THE REQUEST -
Repeat each record exactly as written, and drop any images.

(Stored data entries)
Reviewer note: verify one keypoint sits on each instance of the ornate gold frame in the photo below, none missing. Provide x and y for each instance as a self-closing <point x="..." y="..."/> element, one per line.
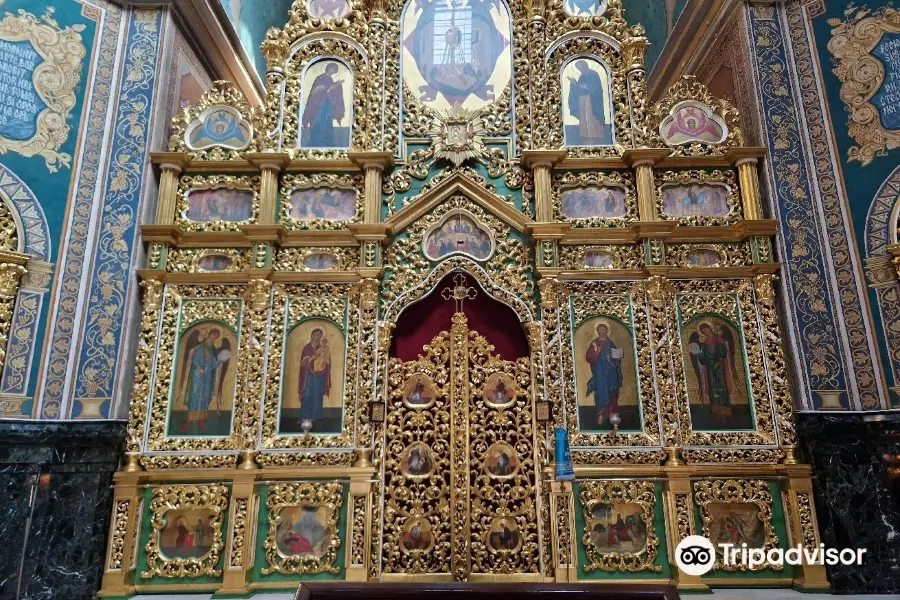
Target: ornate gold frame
<point x="298" y="181"/>
<point x="737" y="491"/>
<point x="181" y="497"/>
<point x="616" y="300"/>
<point x="294" y="259"/>
<point x="578" y="179"/>
<point x="191" y="183"/>
<point x="293" y="304"/>
<point x="317" y="494"/>
<point x="285" y="87"/>
<point x="182" y="307"/>
<point x="717" y="177"/>
<point x="641" y="493"/>
<point x="187" y="260"/>
<point x="730" y="255"/>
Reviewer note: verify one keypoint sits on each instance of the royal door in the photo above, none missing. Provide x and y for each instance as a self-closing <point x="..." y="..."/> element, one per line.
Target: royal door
<point x="460" y="476"/>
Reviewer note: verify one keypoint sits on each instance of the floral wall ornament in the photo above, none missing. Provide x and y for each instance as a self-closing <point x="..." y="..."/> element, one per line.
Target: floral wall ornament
<point x="52" y="59"/>
<point x="863" y="48"/>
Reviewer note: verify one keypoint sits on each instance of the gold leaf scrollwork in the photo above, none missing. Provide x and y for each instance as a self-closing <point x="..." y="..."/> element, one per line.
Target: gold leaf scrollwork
<point x="640" y="493"/>
<point x="55" y="78"/>
<point x="863" y="76"/>
<point x="213" y="498"/>
<point x="753" y="492"/>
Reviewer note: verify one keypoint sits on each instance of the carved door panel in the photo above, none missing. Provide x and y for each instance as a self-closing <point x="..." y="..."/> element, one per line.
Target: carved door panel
<point x="460" y="475"/>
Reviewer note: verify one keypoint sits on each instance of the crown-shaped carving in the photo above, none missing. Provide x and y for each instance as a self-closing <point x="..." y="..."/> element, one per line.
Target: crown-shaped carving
<point x="693" y="122"/>
<point x="222" y="126"/>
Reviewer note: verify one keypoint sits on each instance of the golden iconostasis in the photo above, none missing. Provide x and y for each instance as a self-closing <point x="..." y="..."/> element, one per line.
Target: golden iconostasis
<point x="372" y="308"/>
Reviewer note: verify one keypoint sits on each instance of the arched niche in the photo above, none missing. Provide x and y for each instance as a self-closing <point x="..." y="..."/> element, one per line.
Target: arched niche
<point x="419" y="322"/>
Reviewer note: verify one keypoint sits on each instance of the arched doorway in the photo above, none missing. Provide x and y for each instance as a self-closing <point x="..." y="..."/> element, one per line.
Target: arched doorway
<point x="460" y="467"/>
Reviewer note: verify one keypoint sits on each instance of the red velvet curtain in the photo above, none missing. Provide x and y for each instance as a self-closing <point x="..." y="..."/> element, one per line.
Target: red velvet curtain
<point x="420" y="323"/>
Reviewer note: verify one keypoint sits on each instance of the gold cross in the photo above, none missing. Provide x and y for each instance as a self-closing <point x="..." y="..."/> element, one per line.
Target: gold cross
<point x="460" y="291"/>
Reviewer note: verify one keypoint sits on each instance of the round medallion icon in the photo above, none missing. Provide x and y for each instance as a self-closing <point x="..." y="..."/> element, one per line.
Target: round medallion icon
<point x="695" y="555"/>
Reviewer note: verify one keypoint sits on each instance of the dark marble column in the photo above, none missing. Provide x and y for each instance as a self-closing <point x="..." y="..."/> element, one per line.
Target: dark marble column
<point x="856" y="480"/>
<point x="55" y="502"/>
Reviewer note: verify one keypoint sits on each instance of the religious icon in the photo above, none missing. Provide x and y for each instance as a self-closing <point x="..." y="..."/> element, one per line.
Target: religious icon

SOLUTION TO THE EXERCISE -
Reviewer note: verify one keypoint sits on each instance of the ornate gold frame in the photo below, none missing. Provide x and y for each instance as a self-closing <point x="..." y="..."/> element, one per line.
Target: ornate gold frame
<point x="298" y="181"/>
<point x="737" y="491"/>
<point x="181" y="497"/>
<point x="616" y="300"/>
<point x="294" y="259"/>
<point x="578" y="179"/>
<point x="191" y="183"/>
<point x="293" y="304"/>
<point x="317" y="494"/>
<point x="285" y="87"/>
<point x="182" y="307"/>
<point x="717" y="177"/>
<point x="641" y="493"/>
<point x="187" y="260"/>
<point x="730" y="255"/>
Reviewer note: verify one keypoint sits on each instance of the royal door in the photo above, none missing. Provide x and y for each instance as a self-closing <point x="..." y="..."/> element, one per line.
Target: royal door
<point x="460" y="476"/>
Reviewer note: verify one keypoint sits on each instance of the floral wall ornament in the photo above, none missing. Provide x and y for each instance as a self-closing <point x="..." y="..."/> element, one per line.
Target: floral wall ornament
<point x="52" y="59"/>
<point x="863" y="48"/>
Reviewer note: verify one keypoint sits on each instance of the gold leaf scrollwork in the photo above, none missing. Provide x and y for each instance as a self-closing <point x="..." y="..."/> element, one per line.
Target: gold leaf scrollwork
<point x="640" y="493"/>
<point x="55" y="78"/>
<point x="863" y="76"/>
<point x="213" y="498"/>
<point x="753" y="492"/>
Reviewer note: verify one keypoint sits on each instance of the carved door panel in the photo above, none missing. Provide x and y for each instance as a self-closing <point x="..." y="..."/> element, one per line.
Target: carved door panel
<point x="460" y="475"/>
Reviewer note: verify one keypoint sits on each instance of the crown-shaped carving in the photo above, none missing. Provide x and y for each instance as a self-closing <point x="..." y="..."/> element, one per line.
Target: crown-shaped carving
<point x="693" y="122"/>
<point x="222" y="126"/>
Reviewer note: verify one keypoint sits on each instance of the golden iconostasis in the photo above, none missing. Provide x and y for each instance as a self-closing <point x="..." y="..."/> element, one per line.
Target: golden iconostasis
<point x="372" y="308"/>
Reviewer note: verify one keypoint sits on each instance of the arched niche in the photo above, none missing. Provide x and y for each instance as a self-closing <point x="..." y="..."/> element, one per line.
Target: arched niche
<point x="419" y="322"/>
Reviewer note: verify one keypoint sits on each instance of the arched doorway in the photo above, none missing. Provide x and y for each instance as a self-closing <point x="..." y="..."/> element, one per line.
Target: arched doorway
<point x="460" y="467"/>
Reviewer note: verify one keypoint sits on each instance of the red velvet curtain in the photo above, none missing. Provide x and y for each instance as a self-closing <point x="..." y="..."/> element, one per line.
Target: red velvet curtain
<point x="420" y="323"/>
Reviewer note: verify one keypoint sits on each instance of the gold cross in the photo above, none missing. Provide x and y for each instance as a self-closing <point x="..." y="..."/> element, one per line.
Target: gold cross
<point x="460" y="291"/>
Reviewer note: verify one keypoint sits on each instance of the round medallion icon in the photo above, none missing. Provide x and y for each instance as a self-closing <point x="..." y="..."/> element, one per line.
Target: round medallion icon
<point x="695" y="555"/>
Reviewer note: verify one keypoint sits on each instance of the dark marble column in the photo above, none missing. Provide x and y for each instance as a self-closing <point x="..." y="..."/> element, one per line.
Target: dark marble column
<point x="856" y="480"/>
<point x="55" y="502"/>
Reviewer note: verify one keypoint sits on each instance of the religious icon in the photo above, none missing. Provide x and y for each instance as a self-closing <point x="..." y="..."/> element, one per line.
Target: religious icon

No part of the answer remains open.